■ Input records:
** BEGIN **
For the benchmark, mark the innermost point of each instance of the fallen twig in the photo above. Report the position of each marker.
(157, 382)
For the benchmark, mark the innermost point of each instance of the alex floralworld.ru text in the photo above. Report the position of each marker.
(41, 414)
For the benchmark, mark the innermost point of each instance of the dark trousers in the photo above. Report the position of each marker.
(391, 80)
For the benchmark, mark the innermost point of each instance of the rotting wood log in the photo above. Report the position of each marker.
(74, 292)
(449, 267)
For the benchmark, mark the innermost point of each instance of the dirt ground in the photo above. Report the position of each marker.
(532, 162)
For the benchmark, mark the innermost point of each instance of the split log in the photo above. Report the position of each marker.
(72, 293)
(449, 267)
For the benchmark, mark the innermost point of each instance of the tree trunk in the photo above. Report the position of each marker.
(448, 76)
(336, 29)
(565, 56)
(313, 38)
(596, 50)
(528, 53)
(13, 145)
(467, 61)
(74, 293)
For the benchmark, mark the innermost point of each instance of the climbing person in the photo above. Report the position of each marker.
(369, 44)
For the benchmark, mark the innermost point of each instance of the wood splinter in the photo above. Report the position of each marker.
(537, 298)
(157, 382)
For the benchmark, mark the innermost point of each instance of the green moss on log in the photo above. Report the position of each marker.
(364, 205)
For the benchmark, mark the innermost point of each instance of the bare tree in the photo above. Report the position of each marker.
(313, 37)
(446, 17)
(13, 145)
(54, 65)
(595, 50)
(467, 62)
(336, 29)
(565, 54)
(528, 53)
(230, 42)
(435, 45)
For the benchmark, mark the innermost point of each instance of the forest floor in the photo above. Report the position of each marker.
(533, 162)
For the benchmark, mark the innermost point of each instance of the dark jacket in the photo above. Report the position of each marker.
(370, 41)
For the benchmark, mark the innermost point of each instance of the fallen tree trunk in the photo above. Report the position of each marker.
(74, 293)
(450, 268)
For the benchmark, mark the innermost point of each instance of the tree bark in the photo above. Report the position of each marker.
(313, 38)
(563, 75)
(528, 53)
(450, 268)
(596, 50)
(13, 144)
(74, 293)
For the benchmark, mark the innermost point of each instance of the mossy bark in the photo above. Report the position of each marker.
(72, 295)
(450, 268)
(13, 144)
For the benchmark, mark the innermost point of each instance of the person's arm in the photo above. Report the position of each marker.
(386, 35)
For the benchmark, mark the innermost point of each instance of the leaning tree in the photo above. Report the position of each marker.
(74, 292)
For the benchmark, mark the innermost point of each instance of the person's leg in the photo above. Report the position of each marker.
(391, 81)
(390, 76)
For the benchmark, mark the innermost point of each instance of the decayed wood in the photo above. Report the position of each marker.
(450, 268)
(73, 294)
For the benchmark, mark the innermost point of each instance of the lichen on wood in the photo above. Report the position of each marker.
** END **
** BEGIN **
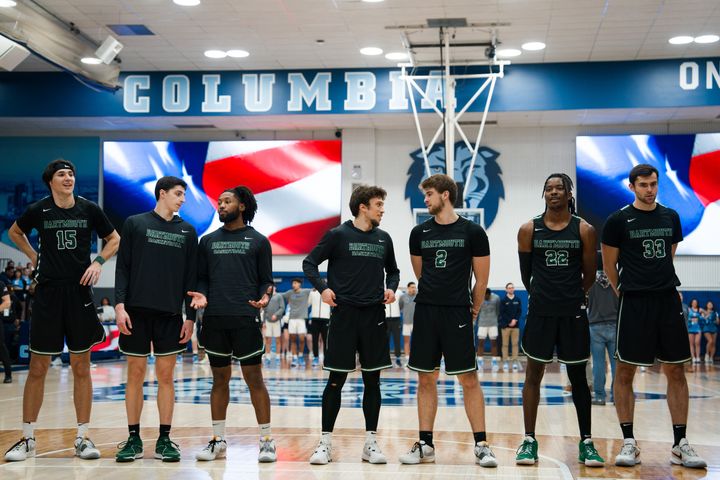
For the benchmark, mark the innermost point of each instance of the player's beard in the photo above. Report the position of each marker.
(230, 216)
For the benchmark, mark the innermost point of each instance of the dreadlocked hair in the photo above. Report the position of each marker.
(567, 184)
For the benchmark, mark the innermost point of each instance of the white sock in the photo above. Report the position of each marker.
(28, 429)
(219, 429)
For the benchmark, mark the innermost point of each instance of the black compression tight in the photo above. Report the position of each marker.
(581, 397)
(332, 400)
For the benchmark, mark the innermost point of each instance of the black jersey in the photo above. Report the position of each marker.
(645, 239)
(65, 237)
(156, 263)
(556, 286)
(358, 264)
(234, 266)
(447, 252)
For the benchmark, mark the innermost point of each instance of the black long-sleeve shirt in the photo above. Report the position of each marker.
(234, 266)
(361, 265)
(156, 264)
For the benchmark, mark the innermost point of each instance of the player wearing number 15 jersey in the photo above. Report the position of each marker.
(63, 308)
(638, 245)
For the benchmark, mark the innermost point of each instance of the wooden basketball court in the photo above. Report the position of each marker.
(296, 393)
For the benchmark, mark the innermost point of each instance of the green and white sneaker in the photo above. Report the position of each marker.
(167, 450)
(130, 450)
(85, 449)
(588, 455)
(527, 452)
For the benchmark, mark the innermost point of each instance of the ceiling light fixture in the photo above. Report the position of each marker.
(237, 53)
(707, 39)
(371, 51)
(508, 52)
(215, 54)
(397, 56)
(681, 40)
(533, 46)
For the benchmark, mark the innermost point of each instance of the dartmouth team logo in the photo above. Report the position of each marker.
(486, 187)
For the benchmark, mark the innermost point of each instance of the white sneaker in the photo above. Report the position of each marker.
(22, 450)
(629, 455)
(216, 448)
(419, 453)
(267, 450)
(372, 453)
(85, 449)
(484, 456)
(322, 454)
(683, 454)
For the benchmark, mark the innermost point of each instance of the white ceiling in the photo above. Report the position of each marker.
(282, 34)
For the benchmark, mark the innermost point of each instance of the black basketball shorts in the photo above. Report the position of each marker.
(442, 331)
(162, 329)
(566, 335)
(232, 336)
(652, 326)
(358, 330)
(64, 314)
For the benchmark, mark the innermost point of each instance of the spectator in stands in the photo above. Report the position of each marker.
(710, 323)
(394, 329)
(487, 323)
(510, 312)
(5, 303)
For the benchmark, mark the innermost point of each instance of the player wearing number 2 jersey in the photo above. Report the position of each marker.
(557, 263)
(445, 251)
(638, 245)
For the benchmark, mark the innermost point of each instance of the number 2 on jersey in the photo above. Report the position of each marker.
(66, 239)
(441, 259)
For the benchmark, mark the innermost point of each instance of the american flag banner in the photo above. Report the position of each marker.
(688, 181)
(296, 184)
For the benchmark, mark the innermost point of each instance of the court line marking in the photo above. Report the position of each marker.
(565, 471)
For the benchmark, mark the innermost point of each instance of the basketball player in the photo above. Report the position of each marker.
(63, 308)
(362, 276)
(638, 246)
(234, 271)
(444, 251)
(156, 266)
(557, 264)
** END **
■ Task objective: Find every line in the lines above that contains the word "black" and copy each one out. Case counts.

■ Written response:
For the benchmark, mark the innermost point of each instance of the black compression tight in the photo above. Report the position of each marker.
For the benchmark, mark the innermost point of each instance of the black jersey in the photo above. Report the position of each marker.
For the benchmark, mark the innermost point of each instance of the black long-sleeve shirt in the photo above. Report the position of each marker.
For the benchmark, mark the innermost point of each instance of the black basketball shorts in the photo above. Report the position of each marker.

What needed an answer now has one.